### DOCUMENT EXCERPT:
--*--

From my experience, most people think they can build the next Uber for X, if
only someone would give them that level of capital. Few think they could be
the next Mojang, building a real business the hard way.

Mojang did what every startup should be doing:

1) Build a phenomenal product 2) Once the business starts taking off, keep
building a phenomenal product 3) As your user-base grows and diversifies,
focus on building a phenomenal product

Venture capital can be wonderful if you're already entrenched in that ethos.
Otherwise, it will only paper over your mistakes.

------
nabla9
In US many high-tech companies provide perks for their workers: free daycare,
paid maternity leave, free tuition for employees' kids, good health care, etc.

Nordic countries provide similar perks for all their citizens. High taxes pay
for safety, infrastructure and welfare.

Ramen-eating startups work for young single people. Getting older and having
children reduces the risk taking ability dramatically without good welfare.

------
bulb
Lies! Look at the actual source data of this supposed study. "Silicon Valley"
has far more billion+ companies per capita than the nordic countries:

(75 / 3.75 million) vs (9 / 26.6 million) = 20 vs 0.34 billion dollar
companies per million people = Silicon Valley has 5882% more.

Likewise when just looking at Sweden:

(75 / 3.75 million) vs (5 / 9.6 million) = 20 vs 0.52 billion dollar companies
per million people = Silicon Valley has 3846% more.

[http://www.atomico.com/explore-d3](http://www.atomico.com/explore-d3)

I don't know why the author chose to compare Silicon Valley to the country of
Sweden, but those are the actual numbers.

--*--

### EXERCISE INSTRUCTIONS:
1 – Say whether each statement agrees with the startup thread, answering yes or no and quoting the deciding words: (a) Mojang's first step was to build a phenomenal product. (b) The thread claims the Nordic countries have more billion-dollar companies per capita than Silicon Valley. (c) The thread says ramen-eating startups work for young single people.
2 – According to the startup thread, what do high taxes pay for in the Nordic countries?
3 – Retype everything in the startup thread from "has far more" down to "the actual numbers.".
The records play no part in this.

--*--

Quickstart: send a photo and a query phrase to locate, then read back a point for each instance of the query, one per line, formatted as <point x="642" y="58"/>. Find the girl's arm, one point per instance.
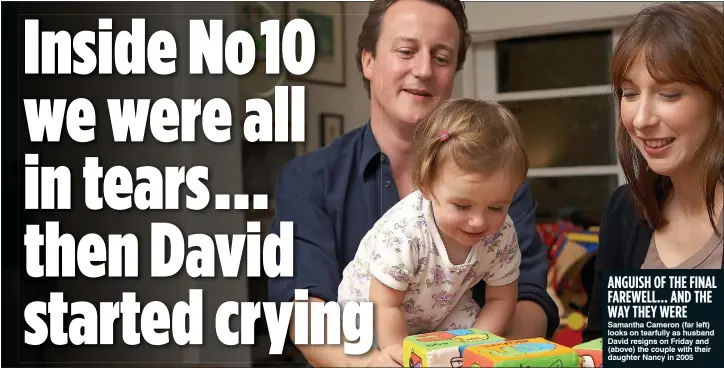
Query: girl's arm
<point x="498" y="309"/>
<point x="390" y="328"/>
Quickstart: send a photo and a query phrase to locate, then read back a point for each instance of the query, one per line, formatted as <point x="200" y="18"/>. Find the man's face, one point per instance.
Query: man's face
<point x="416" y="57"/>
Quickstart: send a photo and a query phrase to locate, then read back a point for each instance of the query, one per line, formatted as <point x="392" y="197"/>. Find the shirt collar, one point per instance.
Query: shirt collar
<point x="370" y="150"/>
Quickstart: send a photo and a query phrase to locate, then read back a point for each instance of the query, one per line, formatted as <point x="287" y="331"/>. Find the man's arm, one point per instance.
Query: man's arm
<point x="299" y="199"/>
<point x="536" y="314"/>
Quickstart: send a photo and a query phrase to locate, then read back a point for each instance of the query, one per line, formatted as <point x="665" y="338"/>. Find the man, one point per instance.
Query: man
<point x="409" y="53"/>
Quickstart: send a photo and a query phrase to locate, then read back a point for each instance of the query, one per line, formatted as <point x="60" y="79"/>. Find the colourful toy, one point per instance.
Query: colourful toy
<point x="591" y="353"/>
<point x="537" y="352"/>
<point x="443" y="348"/>
<point x="571" y="329"/>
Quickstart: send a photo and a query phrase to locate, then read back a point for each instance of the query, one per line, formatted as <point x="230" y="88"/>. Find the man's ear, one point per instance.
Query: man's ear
<point x="368" y="61"/>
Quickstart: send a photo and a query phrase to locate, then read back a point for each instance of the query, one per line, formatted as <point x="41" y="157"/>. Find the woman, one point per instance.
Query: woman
<point x="669" y="84"/>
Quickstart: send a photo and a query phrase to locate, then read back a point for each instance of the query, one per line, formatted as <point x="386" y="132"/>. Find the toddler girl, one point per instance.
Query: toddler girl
<point x="420" y="260"/>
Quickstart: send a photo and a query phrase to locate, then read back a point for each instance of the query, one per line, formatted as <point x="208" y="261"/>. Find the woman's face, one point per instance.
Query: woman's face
<point x="666" y="122"/>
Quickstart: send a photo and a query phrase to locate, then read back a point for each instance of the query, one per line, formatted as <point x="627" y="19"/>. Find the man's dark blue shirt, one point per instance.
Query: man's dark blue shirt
<point x="335" y="195"/>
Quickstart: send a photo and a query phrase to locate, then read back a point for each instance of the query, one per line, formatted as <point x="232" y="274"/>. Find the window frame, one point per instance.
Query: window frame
<point x="480" y="73"/>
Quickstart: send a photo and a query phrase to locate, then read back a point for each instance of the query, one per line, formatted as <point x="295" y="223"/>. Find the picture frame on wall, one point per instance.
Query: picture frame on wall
<point x="326" y="18"/>
<point x="331" y="126"/>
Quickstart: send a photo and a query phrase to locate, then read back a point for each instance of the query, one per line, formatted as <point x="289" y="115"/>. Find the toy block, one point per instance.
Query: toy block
<point x="591" y="353"/>
<point x="536" y="352"/>
<point x="443" y="348"/>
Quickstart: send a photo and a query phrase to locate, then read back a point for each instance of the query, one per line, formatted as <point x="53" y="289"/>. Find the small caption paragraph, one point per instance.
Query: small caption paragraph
<point x="670" y="317"/>
<point x="51" y="251"/>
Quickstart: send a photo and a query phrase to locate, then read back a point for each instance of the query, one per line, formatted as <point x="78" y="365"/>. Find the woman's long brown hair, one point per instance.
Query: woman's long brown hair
<point x="679" y="42"/>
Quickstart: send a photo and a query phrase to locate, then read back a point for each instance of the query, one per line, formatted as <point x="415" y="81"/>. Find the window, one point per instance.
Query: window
<point x="558" y="88"/>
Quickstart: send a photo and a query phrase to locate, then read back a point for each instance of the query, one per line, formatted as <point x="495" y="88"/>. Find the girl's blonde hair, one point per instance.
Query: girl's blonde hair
<point x="478" y="136"/>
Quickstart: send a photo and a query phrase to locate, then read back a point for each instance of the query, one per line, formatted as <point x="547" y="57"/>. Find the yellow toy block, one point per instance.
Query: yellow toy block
<point x="537" y="352"/>
<point x="591" y="353"/>
<point x="443" y="348"/>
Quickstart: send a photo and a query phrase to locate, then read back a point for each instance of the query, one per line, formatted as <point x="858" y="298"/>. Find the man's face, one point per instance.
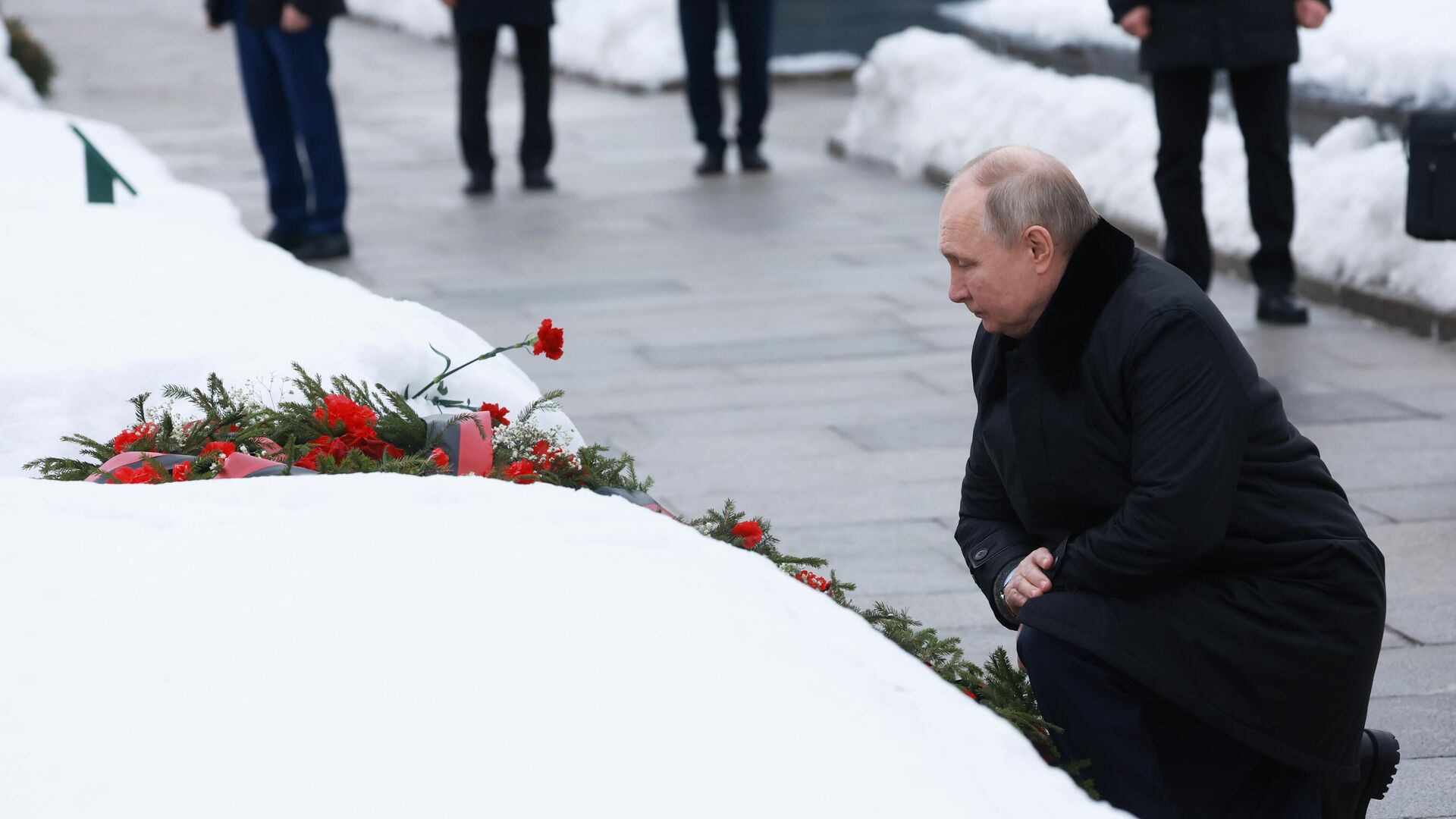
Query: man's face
<point x="999" y="284"/>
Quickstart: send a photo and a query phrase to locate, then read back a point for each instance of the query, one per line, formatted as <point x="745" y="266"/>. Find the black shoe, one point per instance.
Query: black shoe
<point x="322" y="246"/>
<point x="1379" y="757"/>
<point x="286" y="240"/>
<point x="752" y="161"/>
<point x="1282" y="306"/>
<point x="712" y="162"/>
<point x="479" y="186"/>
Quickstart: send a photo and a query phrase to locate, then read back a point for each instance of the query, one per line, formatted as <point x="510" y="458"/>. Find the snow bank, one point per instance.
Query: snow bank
<point x="105" y="302"/>
<point x="391" y="646"/>
<point x="626" y="42"/>
<point x="935" y="101"/>
<point x="1391" y="53"/>
<point x="15" y="86"/>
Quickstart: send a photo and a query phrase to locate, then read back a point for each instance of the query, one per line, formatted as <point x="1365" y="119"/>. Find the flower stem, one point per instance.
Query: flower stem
<point x="481" y="357"/>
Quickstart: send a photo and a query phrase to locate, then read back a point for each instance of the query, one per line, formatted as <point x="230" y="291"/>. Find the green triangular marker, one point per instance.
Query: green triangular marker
<point x="101" y="177"/>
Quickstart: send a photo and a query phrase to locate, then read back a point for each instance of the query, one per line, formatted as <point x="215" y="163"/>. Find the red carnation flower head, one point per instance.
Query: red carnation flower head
<point x="750" y="532"/>
<point x="221" y="447"/>
<point x="497" y="414"/>
<point x="127" y="438"/>
<point x="522" y="471"/>
<point x="145" y="474"/>
<point x="338" y="410"/>
<point x="548" y="340"/>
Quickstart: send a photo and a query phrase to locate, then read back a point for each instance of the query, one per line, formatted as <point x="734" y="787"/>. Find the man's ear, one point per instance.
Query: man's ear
<point x="1038" y="241"/>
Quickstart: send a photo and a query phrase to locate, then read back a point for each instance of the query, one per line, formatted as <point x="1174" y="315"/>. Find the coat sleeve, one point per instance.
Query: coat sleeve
<point x="1190" y="416"/>
<point x="1125" y="6"/>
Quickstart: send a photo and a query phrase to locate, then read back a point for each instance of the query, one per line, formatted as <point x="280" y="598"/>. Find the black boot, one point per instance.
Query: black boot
<point x="1379" y="755"/>
<point x="322" y="246"/>
<point x="539" y="181"/>
<point x="712" y="162"/>
<point x="752" y="161"/>
<point x="479" y="186"/>
<point x="1282" y="306"/>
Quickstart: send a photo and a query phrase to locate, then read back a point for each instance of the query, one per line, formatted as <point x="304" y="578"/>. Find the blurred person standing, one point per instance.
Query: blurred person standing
<point x="283" y="57"/>
<point x="1184" y="41"/>
<point x="476" y="24"/>
<point x="752" y="25"/>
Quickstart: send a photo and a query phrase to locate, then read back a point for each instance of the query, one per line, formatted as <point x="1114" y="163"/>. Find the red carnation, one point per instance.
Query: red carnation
<point x="520" y="471"/>
<point x="145" y="474"/>
<point x="127" y="438"/>
<point x="338" y="410"/>
<point x="548" y="340"/>
<point x="497" y="414"/>
<point x="221" y="447"/>
<point x="750" y="532"/>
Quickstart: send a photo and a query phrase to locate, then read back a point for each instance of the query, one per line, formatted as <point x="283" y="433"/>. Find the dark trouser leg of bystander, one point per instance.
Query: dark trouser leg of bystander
<point x="274" y="133"/>
<point x="1149" y="757"/>
<point x="699" y="24"/>
<point x="475" y="52"/>
<point x="533" y="55"/>
<point x="1181" y="101"/>
<point x="1261" y="101"/>
<point x="753" y="31"/>
<point x="303" y="61"/>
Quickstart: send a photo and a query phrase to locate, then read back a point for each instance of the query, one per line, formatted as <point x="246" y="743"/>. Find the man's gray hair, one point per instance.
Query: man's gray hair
<point x="1025" y="187"/>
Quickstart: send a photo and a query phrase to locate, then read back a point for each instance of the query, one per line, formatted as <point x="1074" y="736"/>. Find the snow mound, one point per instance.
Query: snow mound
<point x="930" y="101"/>
<point x="392" y="646"/>
<point x="105" y="302"/>
<point x="1391" y="53"/>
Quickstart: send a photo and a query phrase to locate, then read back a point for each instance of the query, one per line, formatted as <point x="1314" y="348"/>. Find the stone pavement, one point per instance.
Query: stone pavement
<point x="781" y="340"/>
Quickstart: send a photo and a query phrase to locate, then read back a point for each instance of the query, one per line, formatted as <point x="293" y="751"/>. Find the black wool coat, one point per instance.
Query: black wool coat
<point x="1216" y="34"/>
<point x="481" y="15"/>
<point x="262" y="14"/>
<point x="1201" y="545"/>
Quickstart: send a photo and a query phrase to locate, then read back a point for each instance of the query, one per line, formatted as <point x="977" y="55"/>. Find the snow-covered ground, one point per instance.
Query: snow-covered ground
<point x="1389" y="53"/>
<point x="165" y="287"/>
<point x="628" y="42"/>
<point x="391" y="646"/>
<point x="928" y="99"/>
<point x="15" y="86"/>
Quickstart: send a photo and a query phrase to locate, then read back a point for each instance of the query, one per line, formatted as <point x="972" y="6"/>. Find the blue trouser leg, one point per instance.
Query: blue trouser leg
<point x="753" y="30"/>
<point x="273" y="130"/>
<point x="699" y="22"/>
<point x="1149" y="757"/>
<point x="303" y="64"/>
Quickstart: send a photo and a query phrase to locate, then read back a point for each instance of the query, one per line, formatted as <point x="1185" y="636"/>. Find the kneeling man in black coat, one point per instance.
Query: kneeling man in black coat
<point x="1199" y="605"/>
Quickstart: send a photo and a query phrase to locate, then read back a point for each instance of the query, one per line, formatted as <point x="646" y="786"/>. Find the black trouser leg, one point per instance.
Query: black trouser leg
<point x="1261" y="101"/>
<point x="1149" y="757"/>
<point x="533" y="55"/>
<point x="753" y="31"/>
<point x="699" y="24"/>
<point x="476" y="55"/>
<point x="1181" y="101"/>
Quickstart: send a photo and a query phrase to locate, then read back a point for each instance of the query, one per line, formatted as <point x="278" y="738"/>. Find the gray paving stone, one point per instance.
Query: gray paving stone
<point x="1423" y="789"/>
<point x="1421" y="670"/>
<point x="1426" y="726"/>
<point x="1435" y="502"/>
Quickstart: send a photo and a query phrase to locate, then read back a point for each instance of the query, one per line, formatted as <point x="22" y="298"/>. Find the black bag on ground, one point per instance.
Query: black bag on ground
<point x="1430" y="202"/>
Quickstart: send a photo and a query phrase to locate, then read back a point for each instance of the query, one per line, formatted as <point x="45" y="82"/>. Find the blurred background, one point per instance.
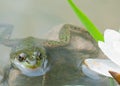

--*--

### THE SOLUTIONS:
1 –
(a) Yes: "1) Build a phenomenal product"
(b) No: "has far more billion+ companies per capita than the nordic countries"
(c) Yes: "Ramen-eating startups work for young single people."

2 – Safety, infrastructure and welfare.

3 –
has far more billion+ companies per capita than the nordic countries:

(75 / 3.75 million) vs (9 / 26.6 million) = 20 vs 0.34 billion dollar
companies per million people = Silicon Valley has 5882% more.

Likewise when just looking at Sweden:

(75 / 3.75 million) vs (5 / 9.6 million) = 20 vs 0.52 billion dollar companies
per million people = Silicon Valley has 3846% more.

[http://www.atomico.com/explore-d3](http://www.atomico.com/explore-d3)

I don't know why the author chose to compare Silicon Valley to the country of
Sweden, but those are the actual numbers.